Copy nothing before the line containing "pony's blonde mane.". Reproduce that line and all that follow, exactly, through the end of the records.

___

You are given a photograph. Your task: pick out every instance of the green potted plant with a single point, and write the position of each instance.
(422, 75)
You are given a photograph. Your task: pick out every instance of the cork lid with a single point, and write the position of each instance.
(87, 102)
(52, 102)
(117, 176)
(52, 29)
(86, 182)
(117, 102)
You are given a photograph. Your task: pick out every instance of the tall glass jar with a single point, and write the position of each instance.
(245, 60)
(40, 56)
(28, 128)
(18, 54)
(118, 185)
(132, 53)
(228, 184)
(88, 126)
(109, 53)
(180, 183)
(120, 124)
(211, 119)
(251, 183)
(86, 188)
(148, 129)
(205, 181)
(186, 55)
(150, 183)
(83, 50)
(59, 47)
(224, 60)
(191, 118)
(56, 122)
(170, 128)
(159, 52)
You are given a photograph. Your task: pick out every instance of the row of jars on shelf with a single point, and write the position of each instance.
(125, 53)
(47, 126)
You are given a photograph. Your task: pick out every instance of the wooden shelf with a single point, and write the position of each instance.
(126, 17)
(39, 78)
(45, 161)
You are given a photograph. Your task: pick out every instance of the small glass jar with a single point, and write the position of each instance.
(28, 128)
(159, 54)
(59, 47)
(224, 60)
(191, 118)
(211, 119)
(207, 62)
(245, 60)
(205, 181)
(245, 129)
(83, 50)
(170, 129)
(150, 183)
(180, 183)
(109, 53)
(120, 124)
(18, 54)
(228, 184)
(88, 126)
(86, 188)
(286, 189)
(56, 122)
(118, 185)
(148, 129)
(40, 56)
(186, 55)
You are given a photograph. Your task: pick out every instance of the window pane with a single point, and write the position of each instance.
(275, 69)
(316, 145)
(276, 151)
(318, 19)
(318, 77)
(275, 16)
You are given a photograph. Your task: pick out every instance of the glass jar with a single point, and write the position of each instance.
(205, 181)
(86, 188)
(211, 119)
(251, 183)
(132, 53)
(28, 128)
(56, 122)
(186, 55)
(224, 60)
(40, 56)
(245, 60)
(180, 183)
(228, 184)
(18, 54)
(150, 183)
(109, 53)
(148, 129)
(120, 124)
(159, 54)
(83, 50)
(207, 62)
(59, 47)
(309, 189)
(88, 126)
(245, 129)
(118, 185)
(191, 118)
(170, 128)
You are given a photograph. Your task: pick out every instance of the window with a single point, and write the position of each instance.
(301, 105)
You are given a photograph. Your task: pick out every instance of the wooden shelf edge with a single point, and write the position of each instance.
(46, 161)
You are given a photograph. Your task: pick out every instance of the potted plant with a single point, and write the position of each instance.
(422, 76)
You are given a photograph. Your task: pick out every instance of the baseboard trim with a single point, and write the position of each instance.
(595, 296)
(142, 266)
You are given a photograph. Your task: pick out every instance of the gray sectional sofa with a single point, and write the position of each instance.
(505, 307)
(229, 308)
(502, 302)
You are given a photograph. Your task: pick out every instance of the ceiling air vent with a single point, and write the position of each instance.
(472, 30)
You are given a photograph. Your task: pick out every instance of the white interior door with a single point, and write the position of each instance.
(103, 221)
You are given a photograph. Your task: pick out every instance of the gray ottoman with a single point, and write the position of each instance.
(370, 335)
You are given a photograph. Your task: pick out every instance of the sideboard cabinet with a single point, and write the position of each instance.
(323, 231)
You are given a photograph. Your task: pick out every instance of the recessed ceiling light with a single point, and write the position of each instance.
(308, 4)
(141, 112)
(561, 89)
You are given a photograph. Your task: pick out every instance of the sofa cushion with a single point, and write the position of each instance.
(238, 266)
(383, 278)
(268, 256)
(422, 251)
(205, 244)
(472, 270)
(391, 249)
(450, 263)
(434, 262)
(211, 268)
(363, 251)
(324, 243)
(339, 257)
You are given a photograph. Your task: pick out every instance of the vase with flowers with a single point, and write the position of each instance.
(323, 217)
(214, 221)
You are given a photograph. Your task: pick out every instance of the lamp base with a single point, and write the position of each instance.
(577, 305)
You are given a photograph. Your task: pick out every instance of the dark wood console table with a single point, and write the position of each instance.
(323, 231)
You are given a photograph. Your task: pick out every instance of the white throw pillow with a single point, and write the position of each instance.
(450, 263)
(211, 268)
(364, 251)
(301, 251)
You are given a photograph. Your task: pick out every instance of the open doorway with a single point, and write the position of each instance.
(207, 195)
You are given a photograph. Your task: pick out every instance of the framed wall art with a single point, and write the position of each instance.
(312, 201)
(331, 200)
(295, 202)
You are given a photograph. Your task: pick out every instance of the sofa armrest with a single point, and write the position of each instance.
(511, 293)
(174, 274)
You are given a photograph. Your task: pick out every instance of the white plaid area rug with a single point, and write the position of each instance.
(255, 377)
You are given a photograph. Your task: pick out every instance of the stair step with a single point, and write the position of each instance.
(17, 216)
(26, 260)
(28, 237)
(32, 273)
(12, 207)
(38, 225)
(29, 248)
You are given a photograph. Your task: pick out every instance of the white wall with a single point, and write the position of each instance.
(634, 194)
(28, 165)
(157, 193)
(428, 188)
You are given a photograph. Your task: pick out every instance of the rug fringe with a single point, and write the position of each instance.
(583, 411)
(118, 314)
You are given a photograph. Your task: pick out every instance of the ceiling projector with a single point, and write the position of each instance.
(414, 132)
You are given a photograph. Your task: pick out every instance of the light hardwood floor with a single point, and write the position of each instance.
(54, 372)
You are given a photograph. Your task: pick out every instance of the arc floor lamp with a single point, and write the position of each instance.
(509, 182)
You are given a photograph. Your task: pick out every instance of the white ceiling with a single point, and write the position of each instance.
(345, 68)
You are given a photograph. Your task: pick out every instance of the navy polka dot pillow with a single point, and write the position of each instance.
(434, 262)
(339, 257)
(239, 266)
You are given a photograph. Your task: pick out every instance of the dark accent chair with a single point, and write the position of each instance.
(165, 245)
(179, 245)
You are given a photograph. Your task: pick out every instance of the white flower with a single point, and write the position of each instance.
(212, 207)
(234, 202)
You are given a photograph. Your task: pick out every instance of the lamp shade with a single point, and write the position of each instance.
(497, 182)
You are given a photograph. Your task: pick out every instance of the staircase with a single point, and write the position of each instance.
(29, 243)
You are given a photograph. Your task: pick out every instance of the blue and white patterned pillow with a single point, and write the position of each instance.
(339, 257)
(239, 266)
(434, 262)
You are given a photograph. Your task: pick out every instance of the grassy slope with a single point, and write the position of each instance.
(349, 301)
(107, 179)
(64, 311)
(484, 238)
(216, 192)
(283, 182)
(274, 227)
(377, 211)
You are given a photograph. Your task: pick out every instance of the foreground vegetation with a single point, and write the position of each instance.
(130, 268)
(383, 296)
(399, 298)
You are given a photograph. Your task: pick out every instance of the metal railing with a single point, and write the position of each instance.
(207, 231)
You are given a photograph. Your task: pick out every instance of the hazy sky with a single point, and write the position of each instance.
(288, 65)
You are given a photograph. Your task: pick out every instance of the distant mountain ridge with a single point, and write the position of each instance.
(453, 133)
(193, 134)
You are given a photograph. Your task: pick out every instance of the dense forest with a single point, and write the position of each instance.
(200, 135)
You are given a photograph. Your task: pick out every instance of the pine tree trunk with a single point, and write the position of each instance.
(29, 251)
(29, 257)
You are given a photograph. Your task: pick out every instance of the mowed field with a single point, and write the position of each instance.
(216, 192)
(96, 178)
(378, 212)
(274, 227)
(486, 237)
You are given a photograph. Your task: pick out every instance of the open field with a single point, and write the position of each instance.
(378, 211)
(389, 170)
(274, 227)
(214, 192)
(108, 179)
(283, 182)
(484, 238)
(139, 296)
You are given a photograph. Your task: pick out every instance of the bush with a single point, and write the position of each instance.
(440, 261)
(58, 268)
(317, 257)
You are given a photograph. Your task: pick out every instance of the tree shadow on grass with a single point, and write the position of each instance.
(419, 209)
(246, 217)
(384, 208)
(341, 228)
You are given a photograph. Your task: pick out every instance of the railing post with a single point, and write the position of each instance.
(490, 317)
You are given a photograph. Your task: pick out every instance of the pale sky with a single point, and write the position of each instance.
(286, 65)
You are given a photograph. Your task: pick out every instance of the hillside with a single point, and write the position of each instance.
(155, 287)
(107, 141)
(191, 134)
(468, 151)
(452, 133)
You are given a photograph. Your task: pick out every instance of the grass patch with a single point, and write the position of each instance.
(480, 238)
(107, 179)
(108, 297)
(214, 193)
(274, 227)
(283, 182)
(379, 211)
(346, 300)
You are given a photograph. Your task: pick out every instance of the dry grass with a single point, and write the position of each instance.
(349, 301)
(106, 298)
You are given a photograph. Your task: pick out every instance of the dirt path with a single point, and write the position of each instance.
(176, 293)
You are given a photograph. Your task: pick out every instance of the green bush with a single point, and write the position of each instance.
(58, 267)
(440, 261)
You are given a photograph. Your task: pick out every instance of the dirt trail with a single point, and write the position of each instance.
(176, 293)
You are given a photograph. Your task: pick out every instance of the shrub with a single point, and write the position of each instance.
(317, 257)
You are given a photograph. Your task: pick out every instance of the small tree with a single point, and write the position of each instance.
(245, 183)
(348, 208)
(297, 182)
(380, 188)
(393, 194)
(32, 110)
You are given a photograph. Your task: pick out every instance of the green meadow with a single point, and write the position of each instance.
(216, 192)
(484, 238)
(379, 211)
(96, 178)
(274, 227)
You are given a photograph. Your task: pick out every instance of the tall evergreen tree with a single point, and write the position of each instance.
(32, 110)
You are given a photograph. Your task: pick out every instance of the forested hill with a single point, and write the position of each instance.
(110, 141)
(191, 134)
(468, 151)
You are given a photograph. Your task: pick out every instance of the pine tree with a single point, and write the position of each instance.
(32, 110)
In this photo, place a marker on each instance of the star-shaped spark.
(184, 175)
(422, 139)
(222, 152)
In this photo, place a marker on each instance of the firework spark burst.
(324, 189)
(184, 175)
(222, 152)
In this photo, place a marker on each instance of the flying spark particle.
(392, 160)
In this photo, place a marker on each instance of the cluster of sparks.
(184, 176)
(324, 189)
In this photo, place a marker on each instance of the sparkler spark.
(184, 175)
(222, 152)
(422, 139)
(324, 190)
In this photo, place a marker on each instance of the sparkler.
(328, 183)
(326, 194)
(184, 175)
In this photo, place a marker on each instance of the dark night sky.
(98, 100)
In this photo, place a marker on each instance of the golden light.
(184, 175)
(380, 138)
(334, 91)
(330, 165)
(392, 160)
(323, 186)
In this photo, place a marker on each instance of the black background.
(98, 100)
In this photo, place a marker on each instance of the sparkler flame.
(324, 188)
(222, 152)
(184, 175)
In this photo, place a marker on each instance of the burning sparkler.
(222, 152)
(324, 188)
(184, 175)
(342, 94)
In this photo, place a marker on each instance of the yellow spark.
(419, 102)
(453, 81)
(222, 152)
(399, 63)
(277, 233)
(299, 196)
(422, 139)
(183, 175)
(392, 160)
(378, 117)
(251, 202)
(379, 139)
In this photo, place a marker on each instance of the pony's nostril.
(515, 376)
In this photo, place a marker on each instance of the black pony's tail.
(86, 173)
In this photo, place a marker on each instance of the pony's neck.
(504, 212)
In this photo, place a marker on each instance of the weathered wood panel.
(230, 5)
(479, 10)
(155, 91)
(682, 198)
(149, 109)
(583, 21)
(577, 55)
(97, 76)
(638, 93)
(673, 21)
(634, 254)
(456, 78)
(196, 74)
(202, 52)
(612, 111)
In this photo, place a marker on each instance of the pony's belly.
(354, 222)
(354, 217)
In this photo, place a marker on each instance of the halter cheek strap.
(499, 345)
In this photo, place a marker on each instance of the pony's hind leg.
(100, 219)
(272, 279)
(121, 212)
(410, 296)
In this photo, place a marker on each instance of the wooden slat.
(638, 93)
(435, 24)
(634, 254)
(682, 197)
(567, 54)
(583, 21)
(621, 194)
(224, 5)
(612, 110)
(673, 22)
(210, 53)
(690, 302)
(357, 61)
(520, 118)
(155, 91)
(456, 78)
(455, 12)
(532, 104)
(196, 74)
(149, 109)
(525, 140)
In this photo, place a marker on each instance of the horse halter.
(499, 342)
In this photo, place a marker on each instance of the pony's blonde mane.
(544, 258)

___

§ **Answer to this task**:
In this photo, place a marker on each instance of the pony's blonde mane.
(544, 258)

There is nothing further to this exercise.